--- BEGIN INFORMATION PROVIDED ---

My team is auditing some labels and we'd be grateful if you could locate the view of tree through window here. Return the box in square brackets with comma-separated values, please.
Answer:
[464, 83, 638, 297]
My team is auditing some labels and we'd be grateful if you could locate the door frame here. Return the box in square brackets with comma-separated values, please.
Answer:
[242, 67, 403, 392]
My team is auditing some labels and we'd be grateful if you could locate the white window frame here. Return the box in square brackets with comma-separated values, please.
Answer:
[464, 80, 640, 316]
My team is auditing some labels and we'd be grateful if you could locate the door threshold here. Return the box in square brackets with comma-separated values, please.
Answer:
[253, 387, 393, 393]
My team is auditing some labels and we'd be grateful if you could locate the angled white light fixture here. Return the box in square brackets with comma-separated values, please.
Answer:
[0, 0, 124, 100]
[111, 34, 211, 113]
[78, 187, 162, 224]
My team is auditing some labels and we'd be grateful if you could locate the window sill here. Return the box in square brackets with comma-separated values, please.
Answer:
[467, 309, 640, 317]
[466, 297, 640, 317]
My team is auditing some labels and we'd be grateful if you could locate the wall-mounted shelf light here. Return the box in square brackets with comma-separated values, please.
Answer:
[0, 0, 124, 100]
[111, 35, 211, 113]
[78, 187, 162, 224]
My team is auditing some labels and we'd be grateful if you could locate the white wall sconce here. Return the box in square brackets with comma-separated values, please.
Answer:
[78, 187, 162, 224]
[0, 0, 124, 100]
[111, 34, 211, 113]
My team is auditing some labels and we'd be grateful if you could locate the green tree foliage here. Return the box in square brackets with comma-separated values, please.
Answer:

--- END INFORMATION PROVIDED ---
--- BEGIN INFORMATION PROVIDED ---

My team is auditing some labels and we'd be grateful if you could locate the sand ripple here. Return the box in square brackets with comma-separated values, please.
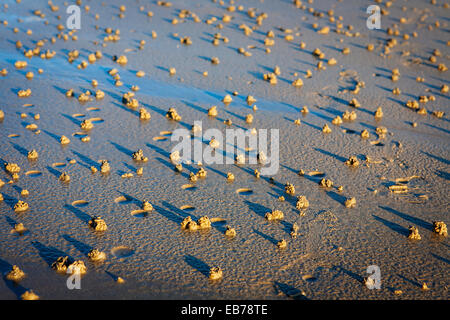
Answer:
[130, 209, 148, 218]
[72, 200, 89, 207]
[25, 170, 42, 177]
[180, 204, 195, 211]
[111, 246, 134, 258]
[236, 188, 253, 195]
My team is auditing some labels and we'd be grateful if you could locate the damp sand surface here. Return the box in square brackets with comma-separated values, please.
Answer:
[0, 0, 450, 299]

--- END INFORMATION PROVIDED ---

INSTRUCTIONS FOR THE TASK ::
Copy the data verbatim from the line with "locate the view" up to and including the line with "[466, 297, 640, 317]".

IN RESPONSE ::
My team is auditing some labels and we'd be grateful if you could locate the view of tree through window here. Return the box in square brackets with comma-separated values, please.
Answer:
[464, 83, 638, 297]
My team is auditing some labels and we'd be grateful if you could locate the door frame here. Return the box in square brackets with comma-separated values, please.
Answer:
[242, 67, 403, 392]
My team is auditing some labels and we'd be grateful if you could locate the white window frame here. Return the box in square brackets with comma-separated values, please.
Answer:
[464, 80, 640, 316]
My team is auditing some labels and we'd be grateful if you could locate the door threshold here. Return the box in square brackets with comma-separated values, please.
Answer:
[253, 387, 393, 393]
My team is auditing some labels and we'd be grateful if you could locate the angled white light fixture here. Return the box in square brackets with comma-separated values, please.
Answer:
[0, 0, 124, 100]
[111, 34, 211, 113]
[78, 187, 162, 224]
My team is auditing some labels and we'd be grateful if you could locate the window sill here. Return the box in square brackets with comma-separated values, please.
Answer:
[467, 309, 640, 317]
[466, 297, 640, 317]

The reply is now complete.